> Written exercise a
Summarize the porcupine thread in two sentences.

+++ Source text

# Help!!! Wanted Porcupine



## raybies9 (Apr 28, 2009)

Hi,

I'm looking to get a porcupine. I am having trouble finding where to get one from. I really like the idea of getting an African Crested Porcupine, but we really don't have the space. Can anyone recommend a smaller, similar looking species and where to get one from? I'm based in Bucks, Uk.

Any help would be greatly appreciated.

Ray


----------



## farmercoope (Aug 19, 2008)

Contact Nerys on here, shes part of TSKA exotics and may be able to help you!


----------



## BlackRose (Jul 8, 2007)

dont you need a liscence for those? wouldnt like to be near those quills!


----------



## raybies9 (Apr 28, 2009)

No don't need a license. Cheers for advice, have contacted TSKA. Waiting to hear back. Any further info will be much appreciated.


----------



## KJ Exotics (Jun 16, 2007)

I know of a pair for sale but not cheap etc. 

What do you know about them, what will the diet be off, and where will you be housing ?


----------



## raybies9 (Apr 28, 2009)

It depends what type of porcupine they are. I am looking to keep it as an indoor pet, housed in an appropriate size cage. I am looking for a small breed as I don't have enough space to accommodate an African or Indian crested porcupine.


----------



## TSKA Rory Matier (May 27, 2007)

To the O/P, have answered your email contact form.

Regards Rory


----------



## KJ Exotics (Jun 16, 2007)

They are Common White Tailed Porcupines.


----------



## Nerys (Apr 18, 2005)

KJ - those the ones on simons list?

they are, to the best of my knowledge, Indian Crested, i know the breeder.

N


----------



## KJ Exotics (Jun 16, 2007)

Yer there the ones, i didnt/dont think it was what they said ? :S

Would not mind them, but cant afford them at the moment


----------



## Nerys (Apr 18, 2005)

who did you speak to, katie.. of the Dooooormice lol2 like she knows :whistling2::whistling2:

if you google "common white tailed porcupine" the closest you get is the "white tailed porcupine" - Hystrix leucura - although there are actually over 45 members of the Hystrix genus

Simon was thought to be selling African Crested Porcupines (Hystrix cristata), which would have course have been breaking the EPS unless they were had the license.

Turns out he was actually selling Indian Crested Porcupines (Hystrix indica), which do not fall under the EPS.

for instance the ones he supplied to Capricorn Connections, were h.indica, not h.cristata)

we know the guy who keeps them, breeds them, and supplied them to simon incidently..


Hystrix cristata










Hystrix indica


----------



## stubeanz (Mar 28, 2007)

some of the stuff i see on simons list have confusing common names lol especily the porcupine species.
there are brush tailed porcupine which would probably be better for you,saw them on tska so maybe nerys or rory could give you more info on them.
from what i have heard porcupines can dig out of very strong enclosures(even concrete!), and so will need very thick walls.
indian cresteds are a species i would love to own one day but it would need alot of planning on the enclosure side of it.:gasp:
stu


----------



## TSKA Rory Matier (May 27, 2007)

Of the five species, l have handled in the last few years only 4 have l, and in the last species Nerys and l have had the joy of owning and maintaining.

++++++
+++ Records to use

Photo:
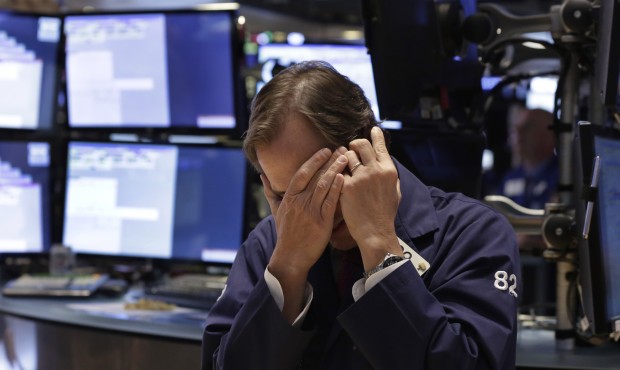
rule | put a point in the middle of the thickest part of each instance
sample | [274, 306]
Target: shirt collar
[416, 212]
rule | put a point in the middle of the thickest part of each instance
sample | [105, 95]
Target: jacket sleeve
[245, 329]
[461, 316]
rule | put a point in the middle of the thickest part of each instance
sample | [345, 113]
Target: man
[436, 273]
[533, 180]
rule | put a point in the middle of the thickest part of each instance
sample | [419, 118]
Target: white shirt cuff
[363, 285]
[275, 288]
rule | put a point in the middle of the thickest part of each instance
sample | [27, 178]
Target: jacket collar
[416, 212]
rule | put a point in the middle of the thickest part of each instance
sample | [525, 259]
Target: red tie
[350, 270]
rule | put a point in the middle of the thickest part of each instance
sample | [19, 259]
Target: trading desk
[50, 334]
[536, 350]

++++++

> Written exercise b
Count the lines in the records that contain the word "shirt" and give only the number.

> Correct response a
A poster in Bucks, UK, wants a porcupine smaller than the African Crested and asks where to find one, and another member mentions a pair for sale described as Common White Tailed Porcupines. Nerys says that pair are Indian Crested to the best of her knowledge and explains that the seller was actually offering Indian Crested Porcupines (Hystrix indica), which do not fall under the EPS, rather than African Crested Porcupines (Hystrix cristata).

> Correct response b
2